Copy out the rows below word for word, from the very first line through the line containing "column 212, row 930", including that line and nothing beyond it.

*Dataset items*

--------------------------------

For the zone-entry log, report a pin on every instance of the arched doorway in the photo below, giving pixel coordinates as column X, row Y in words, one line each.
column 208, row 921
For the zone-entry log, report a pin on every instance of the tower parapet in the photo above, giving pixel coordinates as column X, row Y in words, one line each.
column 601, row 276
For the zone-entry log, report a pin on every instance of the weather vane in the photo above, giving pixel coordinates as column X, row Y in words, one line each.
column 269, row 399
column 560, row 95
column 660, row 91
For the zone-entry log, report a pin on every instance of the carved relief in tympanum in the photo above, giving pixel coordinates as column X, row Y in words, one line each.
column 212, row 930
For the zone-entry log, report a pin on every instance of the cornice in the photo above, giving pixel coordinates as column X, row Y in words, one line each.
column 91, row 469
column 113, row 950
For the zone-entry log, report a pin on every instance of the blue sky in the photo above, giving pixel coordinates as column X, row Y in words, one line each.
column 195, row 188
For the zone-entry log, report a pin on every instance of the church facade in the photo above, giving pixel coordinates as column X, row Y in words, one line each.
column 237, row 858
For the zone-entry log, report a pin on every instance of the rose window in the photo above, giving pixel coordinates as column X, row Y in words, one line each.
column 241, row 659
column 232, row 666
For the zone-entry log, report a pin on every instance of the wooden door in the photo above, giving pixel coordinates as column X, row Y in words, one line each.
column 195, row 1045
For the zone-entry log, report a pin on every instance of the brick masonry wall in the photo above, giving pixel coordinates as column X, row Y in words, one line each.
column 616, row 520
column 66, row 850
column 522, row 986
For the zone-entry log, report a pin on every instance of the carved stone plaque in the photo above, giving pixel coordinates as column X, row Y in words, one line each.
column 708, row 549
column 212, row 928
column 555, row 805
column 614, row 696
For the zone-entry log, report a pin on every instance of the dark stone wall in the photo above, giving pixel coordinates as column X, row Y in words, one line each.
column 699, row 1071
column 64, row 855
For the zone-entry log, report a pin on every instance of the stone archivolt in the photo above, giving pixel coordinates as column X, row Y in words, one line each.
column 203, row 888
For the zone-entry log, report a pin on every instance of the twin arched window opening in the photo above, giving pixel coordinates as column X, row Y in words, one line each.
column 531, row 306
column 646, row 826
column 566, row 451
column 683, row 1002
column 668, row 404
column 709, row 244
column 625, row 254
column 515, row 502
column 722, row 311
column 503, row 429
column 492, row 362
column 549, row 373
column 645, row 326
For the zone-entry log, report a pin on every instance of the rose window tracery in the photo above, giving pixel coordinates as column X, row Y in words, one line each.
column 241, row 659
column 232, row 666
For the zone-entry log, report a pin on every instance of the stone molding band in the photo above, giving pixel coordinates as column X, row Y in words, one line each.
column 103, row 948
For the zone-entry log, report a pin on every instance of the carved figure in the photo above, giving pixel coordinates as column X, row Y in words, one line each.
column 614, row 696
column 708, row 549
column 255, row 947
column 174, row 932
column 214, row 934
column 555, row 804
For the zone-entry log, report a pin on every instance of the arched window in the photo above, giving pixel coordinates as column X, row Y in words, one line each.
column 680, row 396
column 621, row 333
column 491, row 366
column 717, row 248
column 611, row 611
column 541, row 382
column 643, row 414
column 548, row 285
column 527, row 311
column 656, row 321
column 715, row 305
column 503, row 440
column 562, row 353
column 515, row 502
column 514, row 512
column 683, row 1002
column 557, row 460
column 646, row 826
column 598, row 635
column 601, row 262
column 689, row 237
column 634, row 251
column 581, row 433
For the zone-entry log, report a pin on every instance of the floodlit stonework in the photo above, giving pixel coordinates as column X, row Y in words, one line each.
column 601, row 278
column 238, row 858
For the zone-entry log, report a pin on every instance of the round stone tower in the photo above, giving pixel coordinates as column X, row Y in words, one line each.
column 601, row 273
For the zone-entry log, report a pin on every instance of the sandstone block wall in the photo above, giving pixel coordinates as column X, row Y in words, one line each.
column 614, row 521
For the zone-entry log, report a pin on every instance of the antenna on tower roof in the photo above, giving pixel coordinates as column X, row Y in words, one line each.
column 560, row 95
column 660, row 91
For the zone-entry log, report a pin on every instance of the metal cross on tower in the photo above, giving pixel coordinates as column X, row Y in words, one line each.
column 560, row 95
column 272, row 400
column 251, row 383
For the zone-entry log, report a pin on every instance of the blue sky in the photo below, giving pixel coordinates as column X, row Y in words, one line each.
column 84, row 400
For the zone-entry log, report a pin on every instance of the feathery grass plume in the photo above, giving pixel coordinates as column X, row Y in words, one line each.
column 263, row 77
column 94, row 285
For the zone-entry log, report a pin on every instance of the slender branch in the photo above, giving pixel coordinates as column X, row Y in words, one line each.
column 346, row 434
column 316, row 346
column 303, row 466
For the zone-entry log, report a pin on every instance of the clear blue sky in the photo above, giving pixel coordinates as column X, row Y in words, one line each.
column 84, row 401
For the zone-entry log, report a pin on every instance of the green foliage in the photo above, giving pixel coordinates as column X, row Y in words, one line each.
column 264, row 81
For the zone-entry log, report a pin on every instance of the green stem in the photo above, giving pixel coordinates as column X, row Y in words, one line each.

--------------------------------

*Solution*
For the zone-entry log, report a pin on every instance of the arched doorway in the photo below, giving pixel coordinates as column X, row Y in words, one line each.
column 208, row 921
For the zone-entry log, report a pin on every instance of the tower parapet in the photo above, giving pixel coordinates as column X, row Y in words, one line each.
column 601, row 276
For the zone-entry log, report a pin on every instance of the weather vane in the photo above, giving pixel coordinates as column X, row Y in words, one line each.
column 269, row 399
column 560, row 95
column 660, row 91
For the zone-entry log, report a pin on every instance of the carved relief in tympanum in the photo above, giving pixel coordinates as column X, row Y in words, one line each.
column 212, row 930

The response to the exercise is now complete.